◆ **RECORDS**
•••

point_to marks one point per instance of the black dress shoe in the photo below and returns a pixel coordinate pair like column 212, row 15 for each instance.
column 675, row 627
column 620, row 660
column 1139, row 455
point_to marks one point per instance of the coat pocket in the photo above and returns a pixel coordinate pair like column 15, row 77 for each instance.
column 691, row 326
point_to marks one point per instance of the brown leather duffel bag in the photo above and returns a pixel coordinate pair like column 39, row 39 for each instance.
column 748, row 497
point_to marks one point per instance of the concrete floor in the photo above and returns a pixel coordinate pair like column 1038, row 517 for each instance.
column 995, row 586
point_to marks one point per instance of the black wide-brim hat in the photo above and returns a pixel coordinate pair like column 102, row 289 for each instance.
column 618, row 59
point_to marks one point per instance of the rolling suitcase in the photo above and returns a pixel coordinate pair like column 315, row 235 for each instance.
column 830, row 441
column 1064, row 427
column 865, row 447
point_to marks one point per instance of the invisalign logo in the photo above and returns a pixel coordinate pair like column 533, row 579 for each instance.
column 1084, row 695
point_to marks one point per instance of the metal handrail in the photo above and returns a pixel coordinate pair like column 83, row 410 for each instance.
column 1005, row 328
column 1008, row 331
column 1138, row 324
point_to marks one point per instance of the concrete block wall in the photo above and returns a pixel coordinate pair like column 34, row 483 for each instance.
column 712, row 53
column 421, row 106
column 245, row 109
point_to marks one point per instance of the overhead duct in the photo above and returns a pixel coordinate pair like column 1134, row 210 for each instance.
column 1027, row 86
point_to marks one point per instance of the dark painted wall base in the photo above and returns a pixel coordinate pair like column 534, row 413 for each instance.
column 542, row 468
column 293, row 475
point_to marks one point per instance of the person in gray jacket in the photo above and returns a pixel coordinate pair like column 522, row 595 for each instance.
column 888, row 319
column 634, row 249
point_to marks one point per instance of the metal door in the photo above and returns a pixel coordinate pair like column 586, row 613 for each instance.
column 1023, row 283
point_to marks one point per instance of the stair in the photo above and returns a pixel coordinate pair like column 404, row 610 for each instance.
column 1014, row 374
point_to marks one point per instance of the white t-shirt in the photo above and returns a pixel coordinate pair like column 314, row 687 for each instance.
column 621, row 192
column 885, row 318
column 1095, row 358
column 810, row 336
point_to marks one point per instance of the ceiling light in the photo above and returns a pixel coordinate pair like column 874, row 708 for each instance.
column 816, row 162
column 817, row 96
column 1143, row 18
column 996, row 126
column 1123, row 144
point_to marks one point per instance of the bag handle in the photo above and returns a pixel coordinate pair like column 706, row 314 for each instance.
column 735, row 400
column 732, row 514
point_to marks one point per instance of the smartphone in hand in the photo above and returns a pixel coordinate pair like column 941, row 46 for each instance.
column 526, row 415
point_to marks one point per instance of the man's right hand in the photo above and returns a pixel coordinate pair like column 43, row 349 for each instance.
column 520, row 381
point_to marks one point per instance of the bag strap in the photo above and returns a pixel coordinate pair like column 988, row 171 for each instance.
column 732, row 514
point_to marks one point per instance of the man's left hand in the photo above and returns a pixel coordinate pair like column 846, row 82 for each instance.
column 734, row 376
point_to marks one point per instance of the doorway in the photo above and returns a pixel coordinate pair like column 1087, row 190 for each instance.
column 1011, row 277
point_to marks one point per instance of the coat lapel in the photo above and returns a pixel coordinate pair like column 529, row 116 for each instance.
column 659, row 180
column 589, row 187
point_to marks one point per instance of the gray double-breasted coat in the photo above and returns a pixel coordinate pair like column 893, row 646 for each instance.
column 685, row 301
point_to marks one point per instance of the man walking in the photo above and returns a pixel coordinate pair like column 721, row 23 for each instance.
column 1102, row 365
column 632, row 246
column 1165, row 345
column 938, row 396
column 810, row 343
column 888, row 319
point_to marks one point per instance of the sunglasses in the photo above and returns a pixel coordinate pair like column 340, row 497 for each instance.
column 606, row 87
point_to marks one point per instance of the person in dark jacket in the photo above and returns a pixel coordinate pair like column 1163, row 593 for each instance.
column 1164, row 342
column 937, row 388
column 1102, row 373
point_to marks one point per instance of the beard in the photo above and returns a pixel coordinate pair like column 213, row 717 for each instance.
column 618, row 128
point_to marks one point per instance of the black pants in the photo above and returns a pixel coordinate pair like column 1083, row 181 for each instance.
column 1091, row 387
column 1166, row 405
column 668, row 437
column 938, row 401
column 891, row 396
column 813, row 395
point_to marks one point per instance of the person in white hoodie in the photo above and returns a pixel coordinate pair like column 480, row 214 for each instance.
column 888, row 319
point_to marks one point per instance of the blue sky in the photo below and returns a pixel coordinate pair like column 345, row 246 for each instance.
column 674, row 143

•••

◆ **INSTRUCTIONS TO FOLLOW**
The material above is to be transcribed in full, exactly as it stands.

◆ **SOLVED EXERCISE**
point_to marks one point per instance of the black dress shoe in the photo below and returns a pixel coordinate pair like column 212, row 15 for each instance.
column 675, row 627
column 620, row 660
column 1139, row 455
point_to marks one point per instance of the coat pocket in the photo above and returns a pixel coordinate pair like column 15, row 77 for each instance.
column 691, row 326
point_to marks one point per instance of the brown leather duffel bag in the photo above and returns a pixel coordinate pair like column 39, row 39 for each instance.
column 748, row 497
point_to marks one point per instance of the concrete floor in the photo above and returns a pixel coordinate pair like column 1038, row 517 for each instance.
column 995, row 586
point_to marks one point per instance of the black wide-brim hat in the photo above and returns a pixel coordinate pair like column 102, row 289 for each instance.
column 618, row 59
point_to marks one point per instance of the rolling suitcase in the photo above and returns a pixel coordinate pair like column 315, row 235 for each instance.
column 830, row 441
column 1064, row 427
column 865, row 447
point_to marks one point per instance of the invisalign logo in the photo above and returns a pixel coordinate pair like column 533, row 579 for each instance.
column 1084, row 695
point_to marks one point per instance of the metal handrail in the photo above and returns a pixel coordinate pair like column 83, row 410 for each instance.
column 1005, row 328
column 1008, row 331
column 1138, row 324
point_to marks one point per instance of the concrete block wall in the photo above and returns a pixel coordinate pair like column 34, row 483 for each instance.
column 712, row 53
column 421, row 106
column 245, row 109
point_to marks one point per instance of the overhead duct in the photo above and returns a pixel coordinate pair like column 1134, row 210 for each instance.
column 1027, row 86
point_to marks one point per instance of the dark painted wall base in the photo above and returns a pixel coordinate pair like column 534, row 413 for each instance.
column 542, row 468
column 293, row 475
point_to marks one point per instance of the person in gray jacket in the photo above and returns a pixel coordinate pair like column 522, row 595 for each instance.
column 888, row 319
column 634, row 249
point_to marks one point per instance of the metal door in the photo above and returns a pixel coordinate pair like column 586, row 613 for each instance.
column 1023, row 283
point_to marks one point per instance of the stair in the photo above and returns a pixel coordinate pair like column 404, row 610 for each instance.
column 1014, row 374
point_to marks one point per instance of the white t-shirt in the photo above and returns a pixel coordinate pair like column 314, row 687 for each instance.
column 621, row 192
column 885, row 318
column 1095, row 358
column 810, row 336
point_to marks one point per instance of the ceiling light in the photo above and returns a pixel coordinate pair like column 874, row 708 for each instance.
column 816, row 162
column 817, row 96
column 1143, row 18
column 996, row 126
column 1123, row 144
point_to marks one point per instance of the bag handle in the photo above and returns a pixel coordinate pair like column 706, row 314 for each instance.
column 735, row 400
column 732, row 514
point_to marks one point per instance of the smartphone in hand in the photo above and returns a pixel coordinate pair like column 941, row 46 for each instance.
column 526, row 415
point_to marks one point per instance of the man's right hand in the photo above and returns a pixel coordinate pair like column 43, row 349 for each instance.
column 520, row 381
point_to marks one point per instance of the bag strap in the photo above and returns a pixel coordinate pair like column 988, row 171 for each instance.
column 732, row 514
point_to marks one point per instance of the man's left hand in the photo above and returns a pixel coordinate pair like column 846, row 82 for each instance.
column 734, row 376
point_to marks one point per instance of the doorway in the photo above and returns a pixel coordinate pair like column 1087, row 190 for each instance.
column 1011, row 277
point_to marks one point per instance of the coat lapel in the photo above and returns a pixel coordinate pair like column 529, row 116 for each instance.
column 659, row 180
column 589, row 187
point_to marks one point per instance of the gray double-breasted coat in the photo above and returns a pixel coordinate pair like column 893, row 646 for each instance.
column 685, row 301
point_to marks one point per instance of the man walking in the photo above and returns a pixel coordinate pair like column 721, row 23 for each instance.
column 1102, row 365
column 632, row 246
column 1165, row 345
column 938, row 396
column 810, row 343
column 888, row 319
point_to marks one point per instance of the sunglasses in the photo above and returns a pixel coordinate pair like column 340, row 497 for each instance.
column 606, row 87
point_to marks one point per instance of the person in dark jacket in the photo above and returns a pixel coordinate pair like column 1163, row 593 for each instance.
column 1164, row 342
column 937, row 388
column 1102, row 373
point_to marks one point per instance of the beard in the photo above and returns a pixel coordinate pair like column 213, row 717 for each instance.
column 618, row 128
point_to marks one point per instance of the black pants in the photo above and returns a pixel coordinate pair like column 1083, row 181 for each instance.
column 1091, row 387
column 1166, row 405
column 668, row 437
column 938, row 401
column 891, row 396
column 813, row 395
point_to marks one point per instance of the person in white hoodie in the photo above and returns a pixel coordinate pair like column 480, row 214 for each instance.
column 888, row 319
point_to marks one point per instance of the blue sky in the photo below and returns a pixel coordinate pair like column 345, row 246 for each instance.
column 674, row 143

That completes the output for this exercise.